Problem statement – Each line should be copied exactly.

Given data –
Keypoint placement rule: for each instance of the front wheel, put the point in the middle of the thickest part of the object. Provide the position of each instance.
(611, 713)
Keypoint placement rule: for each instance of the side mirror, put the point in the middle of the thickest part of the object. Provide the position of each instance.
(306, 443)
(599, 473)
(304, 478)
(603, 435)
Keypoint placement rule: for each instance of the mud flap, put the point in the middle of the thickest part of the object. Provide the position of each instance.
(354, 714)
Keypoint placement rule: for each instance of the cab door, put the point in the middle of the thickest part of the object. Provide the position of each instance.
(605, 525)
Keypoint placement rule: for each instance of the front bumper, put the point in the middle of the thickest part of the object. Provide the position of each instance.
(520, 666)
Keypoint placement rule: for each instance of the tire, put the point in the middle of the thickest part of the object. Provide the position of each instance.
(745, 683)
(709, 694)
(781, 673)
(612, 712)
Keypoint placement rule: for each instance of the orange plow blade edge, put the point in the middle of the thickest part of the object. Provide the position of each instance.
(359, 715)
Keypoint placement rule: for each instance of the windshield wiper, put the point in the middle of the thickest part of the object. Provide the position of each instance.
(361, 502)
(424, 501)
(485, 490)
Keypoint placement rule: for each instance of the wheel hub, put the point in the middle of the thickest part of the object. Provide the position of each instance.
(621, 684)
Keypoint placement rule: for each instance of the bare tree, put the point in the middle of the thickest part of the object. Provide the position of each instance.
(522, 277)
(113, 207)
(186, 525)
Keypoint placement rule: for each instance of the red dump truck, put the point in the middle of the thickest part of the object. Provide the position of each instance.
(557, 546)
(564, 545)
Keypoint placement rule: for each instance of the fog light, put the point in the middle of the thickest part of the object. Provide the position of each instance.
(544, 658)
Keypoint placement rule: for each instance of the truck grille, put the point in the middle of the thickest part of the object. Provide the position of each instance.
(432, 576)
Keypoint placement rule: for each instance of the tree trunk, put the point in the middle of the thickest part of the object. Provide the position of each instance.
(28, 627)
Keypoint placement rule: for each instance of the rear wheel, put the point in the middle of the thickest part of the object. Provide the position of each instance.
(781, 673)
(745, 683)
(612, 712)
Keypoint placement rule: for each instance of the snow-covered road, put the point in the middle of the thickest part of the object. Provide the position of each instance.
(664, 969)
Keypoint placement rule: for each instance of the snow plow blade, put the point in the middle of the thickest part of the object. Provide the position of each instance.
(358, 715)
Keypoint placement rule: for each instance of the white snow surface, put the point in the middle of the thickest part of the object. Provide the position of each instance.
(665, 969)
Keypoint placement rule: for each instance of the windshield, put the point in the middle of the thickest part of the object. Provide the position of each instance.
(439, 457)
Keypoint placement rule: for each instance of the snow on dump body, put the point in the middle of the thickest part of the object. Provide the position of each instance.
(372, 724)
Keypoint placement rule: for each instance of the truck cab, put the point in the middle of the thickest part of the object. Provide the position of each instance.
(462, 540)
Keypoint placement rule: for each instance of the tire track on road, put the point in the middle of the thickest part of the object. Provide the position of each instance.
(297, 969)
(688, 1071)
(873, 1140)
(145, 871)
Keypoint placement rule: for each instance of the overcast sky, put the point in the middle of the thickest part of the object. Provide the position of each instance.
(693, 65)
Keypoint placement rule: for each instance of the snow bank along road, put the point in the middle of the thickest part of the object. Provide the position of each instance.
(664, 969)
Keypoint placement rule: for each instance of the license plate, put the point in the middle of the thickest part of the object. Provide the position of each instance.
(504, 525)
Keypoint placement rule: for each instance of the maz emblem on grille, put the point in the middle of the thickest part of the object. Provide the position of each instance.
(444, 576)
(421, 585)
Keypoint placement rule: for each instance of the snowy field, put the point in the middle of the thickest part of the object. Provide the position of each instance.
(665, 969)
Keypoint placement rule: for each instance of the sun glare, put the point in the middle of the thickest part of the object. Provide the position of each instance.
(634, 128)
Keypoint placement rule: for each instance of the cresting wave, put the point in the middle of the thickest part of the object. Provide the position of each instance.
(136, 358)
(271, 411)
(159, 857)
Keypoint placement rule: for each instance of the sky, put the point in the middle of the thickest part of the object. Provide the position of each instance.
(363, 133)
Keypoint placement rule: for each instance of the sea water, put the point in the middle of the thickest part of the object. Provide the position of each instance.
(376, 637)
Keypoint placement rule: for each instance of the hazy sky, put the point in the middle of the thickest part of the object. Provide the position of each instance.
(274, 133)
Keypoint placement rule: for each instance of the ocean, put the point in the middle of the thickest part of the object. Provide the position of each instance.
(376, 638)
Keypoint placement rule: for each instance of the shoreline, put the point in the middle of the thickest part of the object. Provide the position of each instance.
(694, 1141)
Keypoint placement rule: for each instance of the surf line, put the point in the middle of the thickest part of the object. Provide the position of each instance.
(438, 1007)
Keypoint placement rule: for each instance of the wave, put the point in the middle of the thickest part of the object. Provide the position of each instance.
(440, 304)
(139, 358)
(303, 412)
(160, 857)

Solution for this exercise –
Keypoint placement rule: for each instance of the front wheel, put the point in the middle of the thickest part of the object. Provide the position of each instance.
(611, 713)
Keypoint placement rule: for each instance of the side mirror, put the point in the middle of the thickest part of the object. Provide the position of each instance.
(306, 443)
(599, 473)
(304, 478)
(603, 435)
Keypoint placement rule: for each instance of the mud flap, put the point in the middle of the thickest part of the object. Provide the position of each instance.
(354, 714)
Keypoint placement rule: for each instance of the cab door, put the point in the middle of the thickest part of the object. Provide the position of each instance.
(605, 525)
Keypoint placement rule: for each instance of the front bumper, put the point in the middle of the thickest part of the object. Provide the position of each instance.
(520, 666)
Keypoint placement rule: for each instance of the tire, put the point in the middle of the thickest part of the object. Provide the position of each instance.
(745, 683)
(709, 694)
(781, 673)
(612, 712)
Keypoint placement rule: for each instance of the orange plow blade edge, put the point in the middle of the thickest part of the object. Provide the position of each instance.
(359, 715)
Keypoint placement rule: for each instance of the windshield wiper, put the point in the middle of the thickest part of the object. Provide the position of each instance.
(361, 502)
(424, 501)
(485, 490)
Keypoint placement rule: for each instance of the wheel hub, put the point in the middle of the thickest part of the object. Provide the position of each instance.
(621, 684)
Keypoint placement rule: for each instance of the bare tree, put the point in the middle of the thickest part of the object. Provide the position of each instance.
(522, 277)
(113, 207)
(186, 525)
Keypoint placement rule: for each instance of the red dump truck, put the point in the middle of the thickest part of the object. Provide the position of each instance.
(557, 546)
(564, 545)
Keypoint placement rule: for each instance of the fog light, put the point in the middle of the thickest part of the object. Provide the position of each instance.
(544, 658)
Keypoint placement rule: for each instance of the truck grille, put the point in the middle of the thickest part of the object. Provide the position of each instance.
(432, 576)
Keypoint placement rule: for each instance of the tree trunk, put the point in the middle of the thickest part of the object. Provide the position of each instance.
(28, 627)
Keypoint placement rule: for each instance of the rear wheel, put the point in the middle of the thickest part of the object. Provide the position of each instance.
(781, 673)
(745, 683)
(612, 712)
Keypoint placement rule: for each instance of the snow-covered road, put the point in the middle of the thickest part of the object. Provide the position of each instance.
(664, 969)
Keypoint placement rule: for each instance of the snow plow blade, put the point in the middle of the thickest part of the object. Provide the position of each instance.
(358, 715)
Keypoint placement rule: for each instance of the white snow surface, put the point in the middle of the thickest part of the object. Provide the position of each instance.
(665, 969)
Keypoint placement rule: for each instance of the windshield, put the point in the middle of the thickest part of the object. Provide the position of each instance.
(439, 457)
Keypoint placement rule: for each instance of the snow on dump body, put the point in the middle of the thickest part of the object. Provide the position of each instance.
(372, 724)
Keypoint placement rule: for each instance of the truck cab, put the point in the middle of the thickest part of the object. Provide the position of each instance.
(462, 540)
Keypoint placement rule: for each instance of the tire track on road, put the point in the middle of the thickest part of the object. Provide the position of each instance.
(297, 969)
(688, 1071)
(873, 1140)
(145, 871)
Keypoint placement rule: for each instance of the overcast sky, put the point in the middle of the thickest part of the object. Provide the position of each instance.
(693, 65)
Keypoint placement rule: for each instance of the snow bank along road, put the point in the middle of the thickest part of the object. Provide the position of each instance.
(664, 969)
Keypoint placement rule: for each instance of the license plate, put the point in the middle of the thickest part of the object. Provide the position of each instance.
(504, 525)
Keypoint placement rule: for each instance of the maz emblem on grille, put the point in the middle of the thickest part of the object. Provide the position of each instance.
(444, 576)
(421, 585)
Keypoint placement rule: for each instance of the snowy field, put the point in the middle of the thickest part of the object. Provide the position of each instance.
(665, 969)
Keypoint placement rule: for each instance of the sun glare, put the point in the middle of the thickest part of the object. Provide the position of each instance.
(634, 128)
Keypoint placement rule: for each instance of the cresting wave, put the point in the middle of the thickest part of the object. Provide the position of each instance.
(136, 358)
(271, 411)
(159, 857)
Keypoint placement rule: for each instance of the sky, put the point in the middle of the thickest part of the object. Provide the position of each instance.
(363, 133)
Keypoint placement rule: for each instance of the sea water, put the point in the middle of the thickest part of the object. Provide the position of each instance.
(376, 637)
Keypoint placement rule: for each instance of the hazy sky, put the point in the middle of the thickest part of the object. Provide the position of each instance.
(274, 133)
Keypoint placement rule: for each instance of the ocean, put the point in the middle of the thickest part of the object. Provide the position of each instance.
(376, 638)
Keypoint placement rule: for each instance of the shoreline, put the point in the middle of the thickest part of the object. Provide the position of each instance.
(694, 1141)
Keypoint placement rule: for each instance of the surf line, put the point in the middle of the thickest part of the object. Provide the position of each instance.
(438, 1007)
Keypoint placement rule: for each instance of the wave, put the point in the middle of the thickest part of the object. Provide the position of each instance.
(440, 304)
(139, 358)
(303, 412)
(160, 857)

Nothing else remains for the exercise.